■ Stated exercise ■
Turn everything from the line containing "Args: query, the phrase to segment: red-tinged" down to the end of the entries into a numbered list, leaving out any blank lines.

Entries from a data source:
+++++

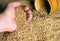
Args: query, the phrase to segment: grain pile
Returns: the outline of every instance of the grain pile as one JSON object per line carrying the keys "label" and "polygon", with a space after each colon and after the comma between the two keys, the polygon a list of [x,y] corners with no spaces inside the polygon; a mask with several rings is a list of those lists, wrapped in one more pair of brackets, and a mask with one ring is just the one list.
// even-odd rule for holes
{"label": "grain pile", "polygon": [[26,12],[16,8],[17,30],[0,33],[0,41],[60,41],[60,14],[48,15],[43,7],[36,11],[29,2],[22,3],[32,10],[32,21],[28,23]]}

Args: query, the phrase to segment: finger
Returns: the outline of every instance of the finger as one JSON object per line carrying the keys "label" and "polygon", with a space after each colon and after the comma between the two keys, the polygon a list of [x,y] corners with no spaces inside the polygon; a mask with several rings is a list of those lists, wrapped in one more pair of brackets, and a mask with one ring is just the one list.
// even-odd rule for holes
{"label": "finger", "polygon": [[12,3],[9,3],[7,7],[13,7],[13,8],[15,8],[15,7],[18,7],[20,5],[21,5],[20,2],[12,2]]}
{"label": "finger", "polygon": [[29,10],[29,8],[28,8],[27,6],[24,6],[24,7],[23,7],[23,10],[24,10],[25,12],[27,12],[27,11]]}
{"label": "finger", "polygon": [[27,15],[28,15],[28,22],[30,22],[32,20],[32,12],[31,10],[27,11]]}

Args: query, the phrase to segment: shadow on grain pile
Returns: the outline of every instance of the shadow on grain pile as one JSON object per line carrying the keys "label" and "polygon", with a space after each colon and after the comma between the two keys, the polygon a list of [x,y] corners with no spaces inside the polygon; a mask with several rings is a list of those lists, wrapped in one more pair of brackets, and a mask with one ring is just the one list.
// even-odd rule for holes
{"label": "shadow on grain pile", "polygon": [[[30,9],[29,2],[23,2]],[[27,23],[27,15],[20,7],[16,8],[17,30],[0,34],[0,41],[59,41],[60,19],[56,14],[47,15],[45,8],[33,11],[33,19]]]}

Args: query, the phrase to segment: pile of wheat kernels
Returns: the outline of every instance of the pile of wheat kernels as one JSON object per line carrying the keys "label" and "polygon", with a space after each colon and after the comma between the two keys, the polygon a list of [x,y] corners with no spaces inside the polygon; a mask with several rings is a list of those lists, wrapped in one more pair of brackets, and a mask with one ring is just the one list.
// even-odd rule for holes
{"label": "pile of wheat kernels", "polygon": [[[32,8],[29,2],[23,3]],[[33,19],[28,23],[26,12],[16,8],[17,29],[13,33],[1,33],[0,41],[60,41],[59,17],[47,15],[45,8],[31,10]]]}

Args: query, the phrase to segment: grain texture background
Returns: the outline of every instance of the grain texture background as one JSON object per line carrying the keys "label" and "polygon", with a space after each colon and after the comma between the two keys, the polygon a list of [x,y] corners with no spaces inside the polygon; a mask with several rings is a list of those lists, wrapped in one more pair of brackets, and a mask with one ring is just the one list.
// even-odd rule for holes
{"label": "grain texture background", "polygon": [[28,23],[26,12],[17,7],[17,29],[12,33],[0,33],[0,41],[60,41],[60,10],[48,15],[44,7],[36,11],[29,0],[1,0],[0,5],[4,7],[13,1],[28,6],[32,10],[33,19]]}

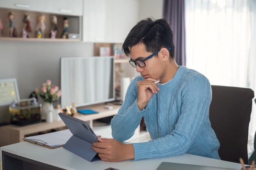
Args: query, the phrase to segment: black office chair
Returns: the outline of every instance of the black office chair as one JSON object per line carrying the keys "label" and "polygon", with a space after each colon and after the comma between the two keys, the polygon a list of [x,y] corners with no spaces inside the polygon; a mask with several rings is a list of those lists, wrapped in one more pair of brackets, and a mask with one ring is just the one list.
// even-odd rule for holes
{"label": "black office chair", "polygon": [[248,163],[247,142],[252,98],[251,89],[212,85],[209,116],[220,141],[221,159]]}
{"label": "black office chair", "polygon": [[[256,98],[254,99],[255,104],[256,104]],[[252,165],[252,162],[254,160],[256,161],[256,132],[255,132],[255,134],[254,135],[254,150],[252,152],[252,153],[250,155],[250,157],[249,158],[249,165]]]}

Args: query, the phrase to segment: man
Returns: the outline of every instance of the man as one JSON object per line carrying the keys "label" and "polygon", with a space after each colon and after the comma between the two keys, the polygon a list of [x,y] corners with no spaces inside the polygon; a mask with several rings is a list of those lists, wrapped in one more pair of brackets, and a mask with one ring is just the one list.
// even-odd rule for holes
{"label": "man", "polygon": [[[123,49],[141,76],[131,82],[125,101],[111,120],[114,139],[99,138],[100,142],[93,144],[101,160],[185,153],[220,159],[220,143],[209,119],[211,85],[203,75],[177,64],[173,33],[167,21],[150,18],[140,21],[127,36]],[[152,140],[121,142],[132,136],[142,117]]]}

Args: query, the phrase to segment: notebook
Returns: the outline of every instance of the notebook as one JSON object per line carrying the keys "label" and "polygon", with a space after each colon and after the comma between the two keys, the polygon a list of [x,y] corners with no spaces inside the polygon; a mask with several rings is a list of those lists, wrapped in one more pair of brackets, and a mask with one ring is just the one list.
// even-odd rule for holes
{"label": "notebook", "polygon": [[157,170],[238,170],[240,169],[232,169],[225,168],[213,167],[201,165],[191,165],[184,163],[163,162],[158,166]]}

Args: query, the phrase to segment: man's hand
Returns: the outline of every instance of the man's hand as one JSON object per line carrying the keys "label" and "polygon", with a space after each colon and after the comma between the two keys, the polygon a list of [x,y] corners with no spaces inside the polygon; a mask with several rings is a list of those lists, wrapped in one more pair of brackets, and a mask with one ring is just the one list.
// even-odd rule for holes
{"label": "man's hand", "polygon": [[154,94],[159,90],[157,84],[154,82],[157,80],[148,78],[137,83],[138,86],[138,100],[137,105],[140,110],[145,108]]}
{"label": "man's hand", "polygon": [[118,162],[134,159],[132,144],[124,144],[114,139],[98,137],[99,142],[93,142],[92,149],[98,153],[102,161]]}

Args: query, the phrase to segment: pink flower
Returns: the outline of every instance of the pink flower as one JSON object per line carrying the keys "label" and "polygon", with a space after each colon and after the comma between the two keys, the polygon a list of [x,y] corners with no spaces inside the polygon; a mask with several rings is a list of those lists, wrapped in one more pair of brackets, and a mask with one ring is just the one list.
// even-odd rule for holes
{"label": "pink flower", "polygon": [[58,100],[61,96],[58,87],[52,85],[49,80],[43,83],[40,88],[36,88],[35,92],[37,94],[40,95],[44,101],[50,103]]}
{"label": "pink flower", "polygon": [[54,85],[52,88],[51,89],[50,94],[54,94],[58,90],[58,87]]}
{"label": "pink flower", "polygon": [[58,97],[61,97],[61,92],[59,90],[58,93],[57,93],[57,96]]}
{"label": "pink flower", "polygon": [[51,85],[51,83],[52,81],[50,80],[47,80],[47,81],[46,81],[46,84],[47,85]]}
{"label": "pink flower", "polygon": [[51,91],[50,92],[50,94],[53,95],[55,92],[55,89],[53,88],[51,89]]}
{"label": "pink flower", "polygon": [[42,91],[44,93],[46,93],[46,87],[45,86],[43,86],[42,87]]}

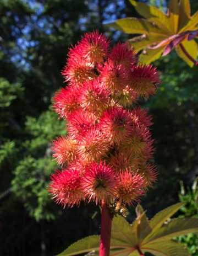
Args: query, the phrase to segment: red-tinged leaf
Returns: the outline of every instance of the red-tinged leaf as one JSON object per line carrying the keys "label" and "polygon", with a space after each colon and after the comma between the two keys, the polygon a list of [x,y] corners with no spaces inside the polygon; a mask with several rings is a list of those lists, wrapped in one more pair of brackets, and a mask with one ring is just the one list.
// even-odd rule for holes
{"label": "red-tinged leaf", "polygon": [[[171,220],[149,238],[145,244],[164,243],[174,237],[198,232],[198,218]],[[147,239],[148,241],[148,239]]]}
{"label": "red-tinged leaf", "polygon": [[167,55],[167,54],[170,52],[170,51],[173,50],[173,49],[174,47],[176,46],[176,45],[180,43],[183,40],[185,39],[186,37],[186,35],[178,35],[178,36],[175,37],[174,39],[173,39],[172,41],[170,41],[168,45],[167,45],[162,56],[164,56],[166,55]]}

+++++

■ Full solution ■
1. Args: query, the phrase to segment: red-tinged leaf
2. Returns: the outline of every instance of the red-tinged leaf as one JSON object per line carrying the keys "label" and "polygon", with a space after each colon and after the comma between the two keys, the polygon a list of [x,y] corners with no spaces inside the polygon; a mask with several rings is a list of those lists, wrapped in one more pair of brackets, and a mask with one ring is just the one list.
3. // even-odd rule for holes
4. {"label": "red-tinged leaf", "polygon": [[[171,220],[149,238],[145,244],[164,243],[174,237],[198,232],[198,218]],[[147,239],[148,241],[148,239]]]}
5. {"label": "red-tinged leaf", "polygon": [[167,55],[167,54],[170,52],[170,51],[173,50],[173,49],[174,47],[176,46],[176,45],[180,43],[183,40],[185,39],[186,37],[186,35],[178,35],[178,36],[175,37],[174,39],[173,39],[172,41],[170,41],[168,45],[167,45],[162,56],[164,56],[166,55]]}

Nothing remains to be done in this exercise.